_Data for the task:_
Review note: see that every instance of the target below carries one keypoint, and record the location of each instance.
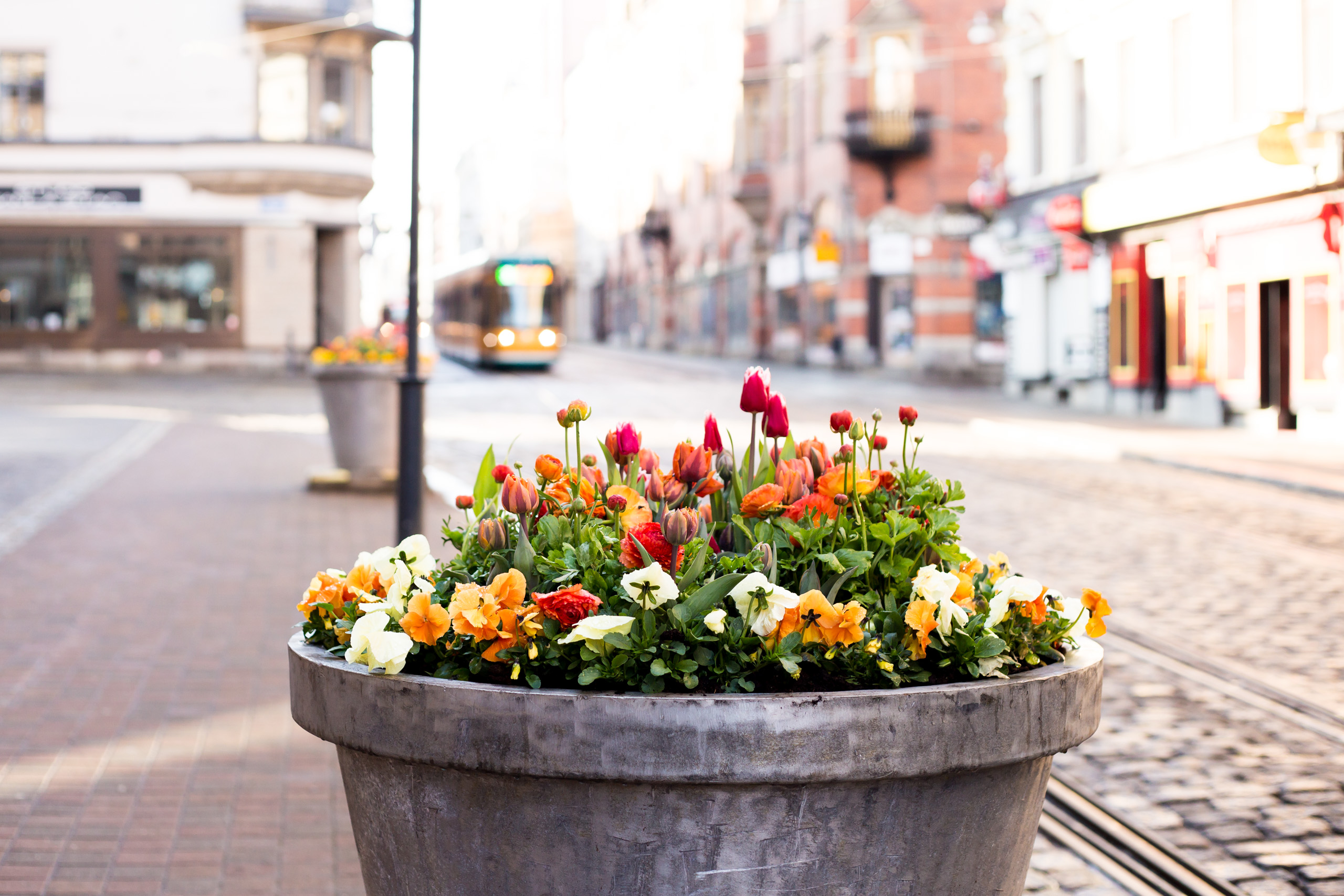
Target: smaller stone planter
(361, 404)
(463, 789)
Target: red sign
(1065, 214)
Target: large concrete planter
(459, 787)
(361, 404)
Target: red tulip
(713, 440)
(777, 418)
(756, 390)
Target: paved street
(163, 524)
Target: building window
(175, 282)
(46, 284)
(1038, 125)
(1237, 332)
(1079, 113)
(23, 96)
(282, 99)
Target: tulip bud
(549, 468)
(756, 390)
(679, 527)
(713, 441)
(492, 534)
(777, 418)
(518, 496)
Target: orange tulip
(839, 480)
(920, 618)
(1097, 608)
(761, 500)
(549, 468)
(636, 508)
(425, 621)
(475, 612)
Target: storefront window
(174, 282)
(45, 284)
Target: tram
(499, 312)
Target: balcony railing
(873, 133)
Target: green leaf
(707, 597)
(486, 486)
(618, 640)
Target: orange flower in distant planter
(425, 621)
(762, 500)
(920, 618)
(475, 612)
(1097, 608)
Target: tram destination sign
(66, 196)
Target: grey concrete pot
(459, 787)
(361, 404)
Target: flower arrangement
(800, 568)
(385, 345)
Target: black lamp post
(411, 452)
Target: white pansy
(371, 644)
(651, 586)
(1015, 587)
(762, 604)
(1074, 609)
(593, 629)
(991, 667)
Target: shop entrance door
(1276, 362)
(1159, 318)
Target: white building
(182, 176)
(1202, 139)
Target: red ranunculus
(651, 536)
(568, 605)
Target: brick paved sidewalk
(145, 741)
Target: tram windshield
(524, 294)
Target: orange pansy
(1098, 608)
(920, 618)
(425, 621)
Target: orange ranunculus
(636, 508)
(1097, 608)
(475, 612)
(920, 618)
(518, 626)
(365, 578)
(510, 589)
(831, 624)
(814, 505)
(549, 467)
(761, 500)
(839, 480)
(425, 621)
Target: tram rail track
(1135, 858)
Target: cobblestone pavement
(144, 736)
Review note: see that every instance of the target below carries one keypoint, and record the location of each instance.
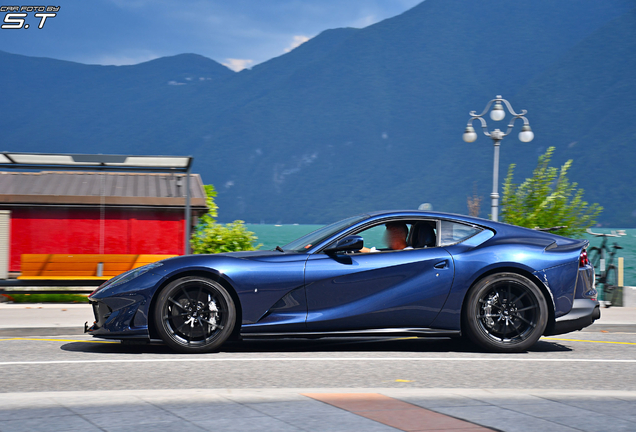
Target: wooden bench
(82, 266)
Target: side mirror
(349, 243)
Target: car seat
(422, 235)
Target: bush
(547, 199)
(212, 237)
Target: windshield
(316, 237)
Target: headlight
(127, 277)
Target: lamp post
(497, 114)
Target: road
(590, 360)
(581, 381)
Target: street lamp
(497, 114)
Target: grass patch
(47, 298)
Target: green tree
(213, 237)
(547, 199)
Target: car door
(395, 289)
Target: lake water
(278, 235)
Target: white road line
(319, 359)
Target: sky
(236, 33)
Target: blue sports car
(381, 273)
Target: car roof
(436, 215)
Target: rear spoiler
(569, 245)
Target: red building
(96, 213)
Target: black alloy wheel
(505, 312)
(194, 315)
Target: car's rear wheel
(505, 312)
(194, 315)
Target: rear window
(453, 232)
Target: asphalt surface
(64, 380)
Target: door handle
(441, 265)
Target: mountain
(361, 119)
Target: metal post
(494, 206)
(496, 136)
(186, 248)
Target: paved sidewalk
(429, 410)
(301, 410)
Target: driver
(395, 237)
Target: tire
(194, 315)
(505, 312)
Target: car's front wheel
(505, 312)
(194, 315)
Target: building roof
(100, 188)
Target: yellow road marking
(59, 340)
(583, 340)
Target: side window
(452, 232)
(386, 237)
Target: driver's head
(395, 235)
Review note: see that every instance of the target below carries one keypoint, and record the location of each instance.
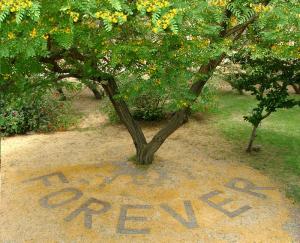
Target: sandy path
(196, 191)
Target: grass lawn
(279, 136)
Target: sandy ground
(78, 186)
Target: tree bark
(252, 138)
(98, 95)
(63, 97)
(139, 140)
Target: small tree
(177, 44)
(268, 80)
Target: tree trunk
(62, 94)
(145, 151)
(93, 87)
(296, 88)
(124, 114)
(252, 138)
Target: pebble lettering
(94, 207)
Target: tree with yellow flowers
(171, 46)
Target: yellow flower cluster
(15, 5)
(218, 3)
(112, 17)
(258, 8)
(11, 36)
(33, 33)
(152, 5)
(165, 21)
(74, 16)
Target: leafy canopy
(152, 44)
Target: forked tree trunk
(63, 97)
(145, 151)
(252, 138)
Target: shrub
(35, 112)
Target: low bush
(38, 111)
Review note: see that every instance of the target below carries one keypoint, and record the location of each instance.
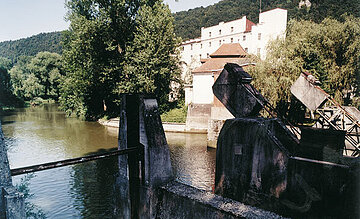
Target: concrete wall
(259, 164)
(176, 200)
(197, 117)
(202, 88)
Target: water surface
(42, 134)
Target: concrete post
(140, 125)
(11, 202)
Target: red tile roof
(227, 53)
(217, 64)
(229, 50)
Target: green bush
(177, 115)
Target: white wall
(202, 88)
(272, 25)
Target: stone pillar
(251, 163)
(142, 173)
(11, 202)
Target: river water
(42, 134)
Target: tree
(37, 76)
(329, 50)
(151, 60)
(46, 69)
(97, 63)
(7, 99)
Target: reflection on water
(193, 163)
(43, 134)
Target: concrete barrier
(11, 202)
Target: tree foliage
(151, 61)
(7, 99)
(99, 53)
(37, 76)
(329, 50)
(31, 46)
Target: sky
(24, 18)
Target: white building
(252, 37)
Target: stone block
(234, 90)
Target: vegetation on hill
(116, 47)
(38, 76)
(7, 98)
(31, 46)
(188, 23)
(329, 50)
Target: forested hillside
(31, 46)
(188, 23)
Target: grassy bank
(177, 115)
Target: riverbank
(168, 126)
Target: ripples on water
(89, 190)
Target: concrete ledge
(14, 203)
(177, 200)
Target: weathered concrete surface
(214, 128)
(14, 203)
(140, 126)
(251, 163)
(11, 202)
(231, 88)
(321, 144)
(259, 164)
(176, 200)
(320, 190)
(197, 117)
(157, 163)
(218, 116)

_Aim of the task:_ Restate the entries above word for word, keeping pictures out of the copy.

_Answer area:_
Review note: see that every instance of the target below carries one keypoint, and record the location of each instance.
Target: smaller stone planter
(361, 404)
(463, 789)
Target: red sign
(1065, 214)
Target: large concrete planter
(459, 787)
(361, 404)
Target: red tulip
(713, 440)
(777, 418)
(756, 390)
Target: paved street
(163, 524)
Target: building window
(175, 282)
(46, 284)
(1038, 125)
(1237, 332)
(1079, 113)
(23, 96)
(282, 99)
Target: tulip bud
(549, 468)
(756, 390)
(679, 527)
(713, 441)
(492, 534)
(777, 418)
(518, 496)
Target: orange tulip
(839, 480)
(920, 618)
(1097, 608)
(761, 500)
(549, 468)
(636, 508)
(425, 621)
(475, 612)
Target: storefront window
(174, 282)
(45, 284)
Target: tram
(499, 312)
Target: balcony railing
(873, 133)
Target: green leaf
(707, 597)
(486, 486)
(618, 640)
Target: orange flower in distant planter
(425, 621)
(762, 500)
(920, 618)
(475, 612)
(1097, 608)
Target: tram destination sign
(66, 196)
Target: grey concrete pot
(459, 787)
(361, 404)
Target: flower arrangement
(800, 568)
(385, 345)
Target: black lamp post
(411, 452)
Target: white pansy
(371, 644)
(651, 586)
(1015, 587)
(762, 604)
(1074, 609)
(593, 629)
(991, 667)
Target: shop entrance door
(1276, 362)
(1159, 318)
Target: white building
(182, 176)
(1202, 139)
Target: red ranunculus
(651, 536)
(568, 605)
Target: brick paved sidewalk
(145, 741)
Target: tram windshield
(524, 294)
Target: orange pansy
(1098, 608)
(920, 618)
(425, 621)
Target: orange ranunculus
(636, 508)
(1097, 608)
(475, 612)
(920, 618)
(518, 626)
(365, 578)
(510, 589)
(831, 624)
(814, 505)
(549, 467)
(761, 500)
(839, 480)
(425, 621)
Target: tram rail track
(1135, 858)
Target: cobblestone pavement
(144, 736)
Review note: see that every instance of the target below carries one keypoint, and record the location of each instance.
Target: wooden bench
(82, 266)
Target: side mirror
(349, 243)
Target: car seat
(422, 235)
Target: bush
(547, 199)
(212, 237)
Target: windshield
(316, 237)
Target: headlight
(127, 277)
Target: lamp post
(497, 114)
Target: road
(590, 360)
(581, 381)
Target: street lamp
(497, 114)
Target: grass patch
(47, 298)
Target: green tree
(213, 237)
(547, 199)
Target: car door
(395, 289)
Target: lake water
(278, 235)
Target: white road line
(319, 359)
Target: sky
(236, 33)
Target: blue sports car
(381, 273)
Target: car roof
(436, 215)
Target: rear spoiler
(569, 245)
Target: red building
(96, 213)
Target: black alloy wheel
(505, 312)
(194, 315)
Target: car's rear wheel
(505, 312)
(194, 315)
Target: rear window
(453, 232)
Target: asphalt surface
(64, 380)
Target: door handle
(441, 265)
Target: mountain
(361, 119)
Target: metal post
(494, 206)
(496, 136)
(186, 248)
Target: paved sidewalk
(429, 410)
(301, 410)
Target: driver
(395, 237)
Target: tire
(194, 315)
(505, 312)
Target: car's front wheel
(505, 312)
(194, 315)
Target: building roof
(100, 188)
Target: yellow road marking
(59, 340)
(583, 340)
Target: side window
(452, 232)
(386, 237)
Target: driver's head
(395, 235)
Review note: see that every instance of the target below carries one keypoint, and record the location of each instance.
Target: sandy path
(196, 191)
Target: grass lawn
(279, 136)
Target: sandy ground
(78, 186)
Target: tree bark
(252, 138)
(98, 95)
(63, 97)
(139, 140)
Target: small tree
(177, 44)
(268, 80)
Target: tree trunk
(62, 94)
(145, 151)
(93, 87)
(296, 88)
(124, 114)
(252, 138)
Target: pebble lettering
(94, 207)
Target: tree with yellow flowers
(171, 46)
Target: yellow flower cluster
(15, 5)
(218, 3)
(112, 17)
(258, 8)
(11, 36)
(33, 33)
(152, 5)
(165, 21)
(74, 16)
Target: leafy canopy
(152, 44)
Target: forked tree trunk
(63, 97)
(145, 151)
(252, 138)
Target: shrub
(35, 112)
Target: low bush
(38, 111)
Review note: see that every instance of the target below carries one keypoint, and record the location of each instance.
Target: concrete wall
(259, 164)
(176, 200)
(197, 117)
(202, 88)
Target: water surface
(42, 134)
Target: concrete post
(140, 125)
(11, 202)
Target: red tile roof
(227, 53)
(217, 64)
(229, 50)
Target: green bush
(177, 115)
Target: white wall
(202, 88)
(272, 25)
Target: stone pillar
(251, 163)
(142, 173)
(11, 202)
Target: river water
(42, 134)
Target: tree
(37, 76)
(329, 50)
(151, 60)
(46, 69)
(97, 63)
(7, 99)
Target: reflection on water
(193, 163)
(43, 134)
Target: concrete barrier
(11, 202)
Target: tree foliage
(151, 61)
(7, 99)
(99, 53)
(37, 76)
(329, 50)
(31, 46)
Target: sky
(24, 18)
Target: white building
(252, 37)
Target: stone block
(234, 90)
Target: vegetation on hill
(116, 47)
(38, 76)
(7, 98)
(31, 46)
(188, 23)
(329, 50)
Target: forested hillside
(31, 46)
(188, 23)
Target: grassy bank
(177, 115)
Target: riverbank
(168, 126)
Target: ripples on water
(89, 190)
Target: concrete ledge
(14, 203)
(177, 200)
Target: weathered concrete surface
(214, 128)
(14, 203)
(140, 126)
(251, 163)
(11, 202)
(231, 88)
(321, 144)
(259, 164)
(176, 200)
(320, 190)
(197, 117)
(157, 163)
(218, 116)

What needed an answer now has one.